▶ [Written exercise A]
Alter the Michelle Wright interview starting with "Although I’d been" and going on through "couple of years.", replacing "scribbling" with "jotting down".
▶ [Written exercise B]
Carry the Michelle Wright interview forward from its final sentence.
--- start Source text ---
Today I warmly welcome Michelle Wright to Behind the Pen, chatting about her debut novel, Small Acts of Defiance.
Michelle Wright is an award-winning writer who brings to life a remarkable range of characters, winning many awards, including The Age short story competition. Her collection of short stories, Fine, was shortlisted for the Victorian Premier’s Literary Award for an Unpublished Manuscript and published in 2016.
Michelle’s debut novel, Small Acts of Defiance, is the fruit of her deep love for Paris – her home for 12 years – as well as her decades of passion for French language, culture and history.
In 2017, Michelle was awarded a six-month Australia Council for the Arts residency at the Cite Internationale des Arts in Paris to carry out the extensive research needed to create her vivid portrayal of life in occupied France.
How far has your writing career evolved from when you first began to write to what it is today? Is this in line with your initial expectations?
Although I’d been scribbling little bits of stories for decades, the first time I actually finished anything and showed it to anyone was only ten years ago – in 2011. I submitted an entry to The Age Short Story Award and was shortlisted. That was a huge thrill gave me the confidence to try again the following year, and I was lucky enough to win. From there, I really started exploring the short story form and had more success in awards over the next couple of years.
--- end Source text ---
--- start Supplied information ---
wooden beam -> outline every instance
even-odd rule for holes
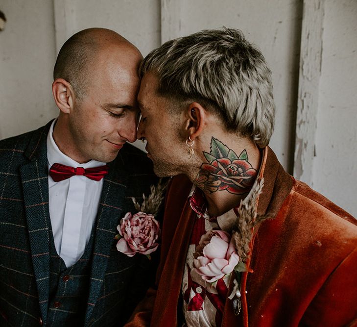
[[[65,41],[75,31],[74,6],[74,1],[71,0],[53,0],[56,55]]]
[[[321,73],[324,0],[304,0],[301,31],[294,176],[312,186]]]
[[[181,36],[182,1],[161,0],[161,44]]]

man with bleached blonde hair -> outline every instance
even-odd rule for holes
[[[153,50],[141,73],[138,138],[155,173],[175,177],[157,289],[128,326],[356,323],[356,221],[268,146],[274,104],[261,51],[238,30],[204,30]]]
--- end Supplied information ---
▶ [Written answer A]
Although I’d been jotting down little bits of stories for decades, the first time I actually finished anything and showed it to anyone was only ten years ago – in 2011. I submitted an entry to The Age Short Story Award and was shortlisted. That was a huge thrill gave me the confidence to try again the following year, and I was lucky enough to win. From there, I really started exploring the short story form and had more success in awards over the next couple of years.

▶ [Written answer B]
Eventually I had enough stories for a collection, Fine, which was published by Allen and Unwin in 2016. Until then, I’d seen myself exclusively as a short story writer, but with encouragement from my agent and publisher, I decided to make the leap across to novels. I was very fortunate to be awarded an Australia Council for the Arts residency in Paris and spent six months doing intensive research there and getting a start on the first draft of Small Acts of Defiance. When I finally finished it, I was incredibly nervous about submitting it to my publisher, as I still had enormous doubts about my ability to write a novel. So when they said they loved it, I was very relieved. And now that it’s finished and out in the world, I’m finally starting to feel comfortable about calling myself a novelist.
Are you balancing a different career with your writing? How do you go about making time for your writing within limited hours?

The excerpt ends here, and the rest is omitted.